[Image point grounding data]
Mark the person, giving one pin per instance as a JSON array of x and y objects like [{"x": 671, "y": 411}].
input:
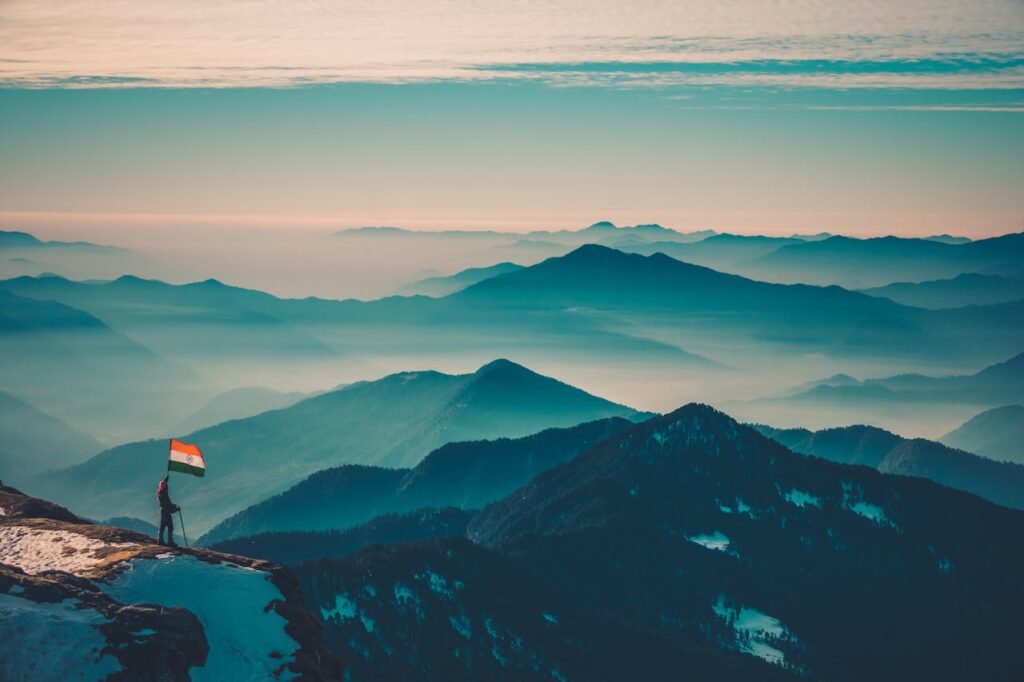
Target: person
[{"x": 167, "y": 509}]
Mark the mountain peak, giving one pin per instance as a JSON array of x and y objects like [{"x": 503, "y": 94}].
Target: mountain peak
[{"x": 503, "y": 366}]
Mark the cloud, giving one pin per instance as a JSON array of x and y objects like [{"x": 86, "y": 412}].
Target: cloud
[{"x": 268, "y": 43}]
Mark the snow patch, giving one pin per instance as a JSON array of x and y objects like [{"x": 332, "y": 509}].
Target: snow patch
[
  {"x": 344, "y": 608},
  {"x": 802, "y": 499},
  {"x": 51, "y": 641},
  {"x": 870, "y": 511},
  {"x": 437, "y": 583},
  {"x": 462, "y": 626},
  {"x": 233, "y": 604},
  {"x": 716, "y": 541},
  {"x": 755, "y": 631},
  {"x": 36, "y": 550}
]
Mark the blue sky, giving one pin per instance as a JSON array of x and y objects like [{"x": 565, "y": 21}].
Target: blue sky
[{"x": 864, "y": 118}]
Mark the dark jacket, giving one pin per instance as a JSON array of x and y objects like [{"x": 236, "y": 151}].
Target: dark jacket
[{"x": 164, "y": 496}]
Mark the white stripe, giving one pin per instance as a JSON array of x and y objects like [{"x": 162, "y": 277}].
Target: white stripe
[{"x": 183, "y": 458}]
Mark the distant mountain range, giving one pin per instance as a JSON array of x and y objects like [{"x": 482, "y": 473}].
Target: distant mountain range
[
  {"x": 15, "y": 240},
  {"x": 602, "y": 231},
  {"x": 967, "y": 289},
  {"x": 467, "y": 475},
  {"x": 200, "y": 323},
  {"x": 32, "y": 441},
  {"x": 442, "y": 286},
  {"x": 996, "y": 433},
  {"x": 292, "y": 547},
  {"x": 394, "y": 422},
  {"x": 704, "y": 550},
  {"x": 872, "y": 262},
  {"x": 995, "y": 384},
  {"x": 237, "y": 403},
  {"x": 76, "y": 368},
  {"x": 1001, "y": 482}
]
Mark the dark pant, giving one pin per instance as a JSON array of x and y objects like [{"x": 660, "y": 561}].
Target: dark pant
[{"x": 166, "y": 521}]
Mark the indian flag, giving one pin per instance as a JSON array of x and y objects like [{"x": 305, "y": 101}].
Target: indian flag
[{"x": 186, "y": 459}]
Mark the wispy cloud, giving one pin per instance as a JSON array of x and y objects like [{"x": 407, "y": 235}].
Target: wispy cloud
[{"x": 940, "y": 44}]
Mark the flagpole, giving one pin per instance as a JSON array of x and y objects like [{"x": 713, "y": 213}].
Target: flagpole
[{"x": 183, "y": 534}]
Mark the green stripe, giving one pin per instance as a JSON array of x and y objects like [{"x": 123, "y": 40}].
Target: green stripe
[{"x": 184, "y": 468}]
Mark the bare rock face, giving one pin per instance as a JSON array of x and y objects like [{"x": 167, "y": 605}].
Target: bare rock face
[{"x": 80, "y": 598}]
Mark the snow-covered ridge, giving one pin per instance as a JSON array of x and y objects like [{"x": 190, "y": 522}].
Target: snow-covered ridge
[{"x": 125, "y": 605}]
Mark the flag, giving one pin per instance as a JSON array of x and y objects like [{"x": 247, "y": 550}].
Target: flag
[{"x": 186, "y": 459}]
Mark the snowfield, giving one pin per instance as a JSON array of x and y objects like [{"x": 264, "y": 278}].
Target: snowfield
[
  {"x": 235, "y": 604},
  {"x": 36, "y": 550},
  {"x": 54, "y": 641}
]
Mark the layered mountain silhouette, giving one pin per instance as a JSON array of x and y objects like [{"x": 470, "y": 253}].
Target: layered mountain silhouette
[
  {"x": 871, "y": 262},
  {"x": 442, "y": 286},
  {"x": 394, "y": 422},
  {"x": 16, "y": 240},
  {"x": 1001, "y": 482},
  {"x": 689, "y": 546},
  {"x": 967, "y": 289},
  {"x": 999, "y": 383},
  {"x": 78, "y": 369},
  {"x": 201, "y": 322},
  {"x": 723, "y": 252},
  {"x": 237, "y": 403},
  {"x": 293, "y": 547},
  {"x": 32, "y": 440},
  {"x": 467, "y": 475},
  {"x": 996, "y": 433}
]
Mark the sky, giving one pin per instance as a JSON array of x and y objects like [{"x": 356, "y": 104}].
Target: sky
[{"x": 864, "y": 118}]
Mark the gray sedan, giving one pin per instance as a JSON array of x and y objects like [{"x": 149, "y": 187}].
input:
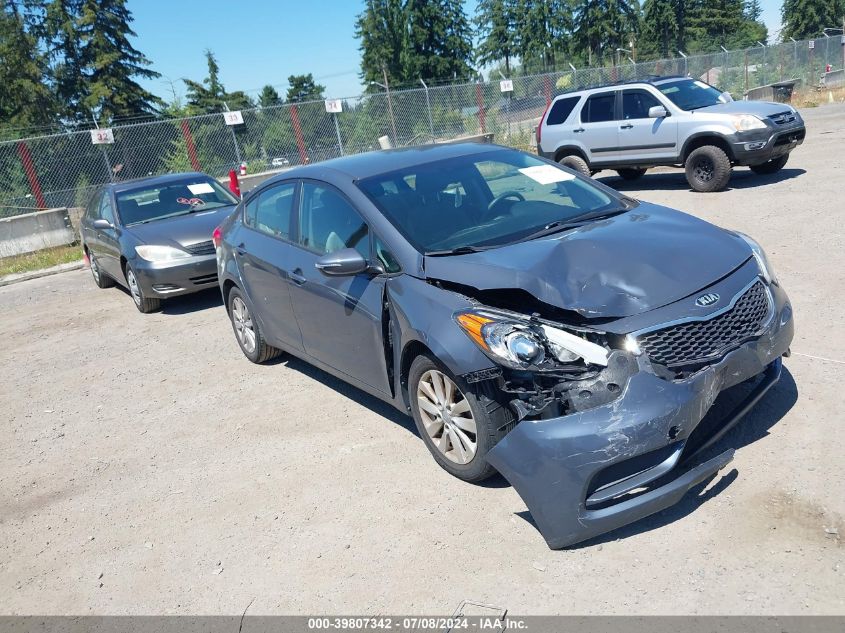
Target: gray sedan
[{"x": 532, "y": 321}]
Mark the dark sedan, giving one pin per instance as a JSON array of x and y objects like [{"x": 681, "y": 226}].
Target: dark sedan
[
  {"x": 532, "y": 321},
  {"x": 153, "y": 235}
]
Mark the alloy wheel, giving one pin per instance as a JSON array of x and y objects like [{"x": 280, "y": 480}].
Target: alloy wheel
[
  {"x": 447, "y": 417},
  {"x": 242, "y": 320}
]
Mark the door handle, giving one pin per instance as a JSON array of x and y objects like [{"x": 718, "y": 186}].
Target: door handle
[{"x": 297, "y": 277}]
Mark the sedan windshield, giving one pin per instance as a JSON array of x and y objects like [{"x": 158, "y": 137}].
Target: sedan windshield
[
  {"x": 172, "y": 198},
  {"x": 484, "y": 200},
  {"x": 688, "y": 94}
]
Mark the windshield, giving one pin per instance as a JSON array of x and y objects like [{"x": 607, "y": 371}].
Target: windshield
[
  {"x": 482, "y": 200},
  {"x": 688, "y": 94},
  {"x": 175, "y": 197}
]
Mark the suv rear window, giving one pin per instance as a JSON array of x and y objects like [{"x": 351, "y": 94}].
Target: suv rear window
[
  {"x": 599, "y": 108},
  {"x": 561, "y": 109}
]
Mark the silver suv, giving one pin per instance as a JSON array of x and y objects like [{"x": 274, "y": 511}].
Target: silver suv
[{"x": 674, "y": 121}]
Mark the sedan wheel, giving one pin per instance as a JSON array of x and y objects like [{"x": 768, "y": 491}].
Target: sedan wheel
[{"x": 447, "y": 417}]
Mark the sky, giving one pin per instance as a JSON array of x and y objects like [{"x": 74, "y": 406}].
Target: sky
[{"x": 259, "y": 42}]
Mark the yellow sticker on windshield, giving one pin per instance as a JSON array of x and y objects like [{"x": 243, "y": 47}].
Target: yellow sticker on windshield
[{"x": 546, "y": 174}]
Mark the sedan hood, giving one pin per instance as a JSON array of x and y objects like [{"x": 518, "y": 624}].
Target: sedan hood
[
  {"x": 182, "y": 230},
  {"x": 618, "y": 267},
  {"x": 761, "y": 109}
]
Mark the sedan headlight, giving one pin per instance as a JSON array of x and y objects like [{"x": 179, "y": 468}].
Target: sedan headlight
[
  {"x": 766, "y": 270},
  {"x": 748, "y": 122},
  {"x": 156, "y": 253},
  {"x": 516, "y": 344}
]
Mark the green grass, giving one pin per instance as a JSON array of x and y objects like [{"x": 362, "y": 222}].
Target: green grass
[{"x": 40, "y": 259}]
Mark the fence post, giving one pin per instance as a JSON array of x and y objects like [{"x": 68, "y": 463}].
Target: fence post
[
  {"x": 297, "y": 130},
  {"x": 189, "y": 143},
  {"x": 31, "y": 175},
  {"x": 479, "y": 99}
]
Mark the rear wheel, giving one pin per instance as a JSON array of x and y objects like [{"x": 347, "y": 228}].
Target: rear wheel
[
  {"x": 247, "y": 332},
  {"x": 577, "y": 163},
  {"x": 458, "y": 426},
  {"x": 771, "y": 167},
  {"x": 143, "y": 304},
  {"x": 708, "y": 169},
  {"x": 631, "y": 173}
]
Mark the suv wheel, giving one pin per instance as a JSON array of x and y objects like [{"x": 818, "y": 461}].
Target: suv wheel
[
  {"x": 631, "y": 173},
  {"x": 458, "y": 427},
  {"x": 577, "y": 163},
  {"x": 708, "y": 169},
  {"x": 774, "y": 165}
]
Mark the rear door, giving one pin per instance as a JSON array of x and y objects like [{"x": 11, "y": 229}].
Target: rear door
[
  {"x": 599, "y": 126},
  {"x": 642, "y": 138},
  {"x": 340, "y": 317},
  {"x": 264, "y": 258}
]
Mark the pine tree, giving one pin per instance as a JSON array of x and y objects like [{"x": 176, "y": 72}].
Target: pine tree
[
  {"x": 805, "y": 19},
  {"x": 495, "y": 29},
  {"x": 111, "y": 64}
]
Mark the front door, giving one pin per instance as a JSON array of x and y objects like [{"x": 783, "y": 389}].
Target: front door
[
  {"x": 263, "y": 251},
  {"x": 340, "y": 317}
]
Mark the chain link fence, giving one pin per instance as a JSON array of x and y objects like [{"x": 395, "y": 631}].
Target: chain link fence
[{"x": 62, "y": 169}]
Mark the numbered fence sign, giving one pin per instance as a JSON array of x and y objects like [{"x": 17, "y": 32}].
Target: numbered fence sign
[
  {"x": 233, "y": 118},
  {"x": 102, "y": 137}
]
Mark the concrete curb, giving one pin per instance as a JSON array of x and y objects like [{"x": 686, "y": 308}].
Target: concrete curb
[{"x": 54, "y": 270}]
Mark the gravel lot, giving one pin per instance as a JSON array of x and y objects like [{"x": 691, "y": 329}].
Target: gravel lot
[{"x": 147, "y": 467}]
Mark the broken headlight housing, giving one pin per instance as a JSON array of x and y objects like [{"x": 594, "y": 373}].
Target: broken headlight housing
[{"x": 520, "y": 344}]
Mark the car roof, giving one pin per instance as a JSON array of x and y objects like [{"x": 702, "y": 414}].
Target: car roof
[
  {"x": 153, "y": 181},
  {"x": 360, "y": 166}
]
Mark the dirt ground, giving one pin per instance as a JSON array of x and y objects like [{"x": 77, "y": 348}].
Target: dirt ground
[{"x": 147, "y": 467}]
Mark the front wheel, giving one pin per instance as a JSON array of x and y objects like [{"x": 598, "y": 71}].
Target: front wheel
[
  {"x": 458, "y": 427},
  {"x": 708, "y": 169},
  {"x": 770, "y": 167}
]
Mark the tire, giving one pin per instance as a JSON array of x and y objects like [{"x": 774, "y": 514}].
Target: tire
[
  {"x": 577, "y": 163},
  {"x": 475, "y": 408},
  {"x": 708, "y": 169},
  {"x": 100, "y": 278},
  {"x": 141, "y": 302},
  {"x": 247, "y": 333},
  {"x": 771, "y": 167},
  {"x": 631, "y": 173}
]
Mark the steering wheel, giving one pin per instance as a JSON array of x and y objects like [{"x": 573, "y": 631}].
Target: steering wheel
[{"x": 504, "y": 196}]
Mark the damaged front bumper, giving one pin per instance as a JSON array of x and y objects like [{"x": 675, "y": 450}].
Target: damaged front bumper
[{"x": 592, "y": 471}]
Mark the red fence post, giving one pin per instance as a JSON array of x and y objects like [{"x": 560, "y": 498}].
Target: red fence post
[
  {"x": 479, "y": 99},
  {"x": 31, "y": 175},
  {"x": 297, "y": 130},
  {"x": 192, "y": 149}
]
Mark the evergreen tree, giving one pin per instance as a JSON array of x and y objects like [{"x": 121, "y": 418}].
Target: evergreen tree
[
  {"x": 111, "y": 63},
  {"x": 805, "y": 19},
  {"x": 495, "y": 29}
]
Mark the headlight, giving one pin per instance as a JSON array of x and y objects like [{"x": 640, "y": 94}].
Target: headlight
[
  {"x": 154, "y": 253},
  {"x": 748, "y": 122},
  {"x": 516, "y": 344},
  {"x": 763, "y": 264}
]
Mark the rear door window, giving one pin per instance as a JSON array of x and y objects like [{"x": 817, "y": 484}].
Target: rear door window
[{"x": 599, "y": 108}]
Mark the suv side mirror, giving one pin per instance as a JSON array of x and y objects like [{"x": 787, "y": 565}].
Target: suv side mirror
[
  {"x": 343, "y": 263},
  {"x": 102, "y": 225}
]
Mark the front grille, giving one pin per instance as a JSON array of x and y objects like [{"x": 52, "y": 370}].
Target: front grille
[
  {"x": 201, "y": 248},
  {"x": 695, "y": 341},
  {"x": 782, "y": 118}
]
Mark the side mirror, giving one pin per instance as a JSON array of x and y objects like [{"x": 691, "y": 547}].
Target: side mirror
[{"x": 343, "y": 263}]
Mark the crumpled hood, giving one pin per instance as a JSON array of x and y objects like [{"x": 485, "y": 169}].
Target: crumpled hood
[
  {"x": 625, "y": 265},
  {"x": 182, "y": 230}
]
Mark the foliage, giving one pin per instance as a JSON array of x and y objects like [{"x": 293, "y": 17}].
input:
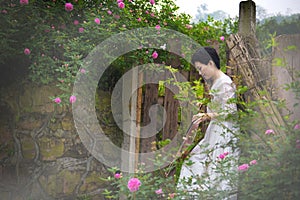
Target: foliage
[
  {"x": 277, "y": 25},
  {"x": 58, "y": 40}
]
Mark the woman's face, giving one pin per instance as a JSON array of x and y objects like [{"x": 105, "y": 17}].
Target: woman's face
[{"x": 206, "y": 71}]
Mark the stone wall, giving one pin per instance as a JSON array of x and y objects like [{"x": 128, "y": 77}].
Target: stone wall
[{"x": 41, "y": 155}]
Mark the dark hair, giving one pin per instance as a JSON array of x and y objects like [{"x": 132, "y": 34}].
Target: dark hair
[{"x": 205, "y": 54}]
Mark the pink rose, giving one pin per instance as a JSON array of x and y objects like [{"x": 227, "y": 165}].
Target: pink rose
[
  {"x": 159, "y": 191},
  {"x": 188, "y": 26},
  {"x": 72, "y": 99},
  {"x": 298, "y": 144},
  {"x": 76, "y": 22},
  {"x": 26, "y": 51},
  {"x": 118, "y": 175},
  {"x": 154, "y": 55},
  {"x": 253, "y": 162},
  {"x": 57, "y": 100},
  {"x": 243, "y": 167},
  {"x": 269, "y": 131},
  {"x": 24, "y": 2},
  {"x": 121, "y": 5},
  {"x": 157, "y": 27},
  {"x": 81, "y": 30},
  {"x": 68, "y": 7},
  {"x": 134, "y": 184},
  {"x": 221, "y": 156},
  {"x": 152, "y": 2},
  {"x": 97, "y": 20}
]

AIM OF THE EXERCISE -
Given the records above, return exactly the lines starting at the line containing "Mark the fence" and ending at the line containing "Mark the rear door, giving", including both.

ANSWER TO THIS TASK -
Mark the fence post, giving one pin per instance as a JSON array of x and y objects like [{"x": 68, "y": 463}].
Target: fence post
[
  {"x": 297, "y": 130},
  {"x": 189, "y": 143},
  {"x": 31, "y": 175},
  {"x": 479, "y": 99}
]
Mark the rear wheel, giving one pin per instance as a JSON array of x and y objects like [{"x": 347, "y": 228}].
Target: rear wheel
[
  {"x": 247, "y": 332},
  {"x": 577, "y": 163},
  {"x": 458, "y": 426},
  {"x": 771, "y": 167},
  {"x": 143, "y": 304},
  {"x": 708, "y": 169},
  {"x": 631, "y": 173}
]
Mark the suv wheel, giving one pin per instance as a JSON array of x and y objects like [{"x": 818, "y": 461}].
Target: suv wheel
[
  {"x": 631, "y": 173},
  {"x": 458, "y": 427},
  {"x": 577, "y": 163},
  {"x": 708, "y": 169},
  {"x": 774, "y": 165}
]
Mark the rear door, giving one pin per instance as a JSON array of x and y objects like [{"x": 11, "y": 229}].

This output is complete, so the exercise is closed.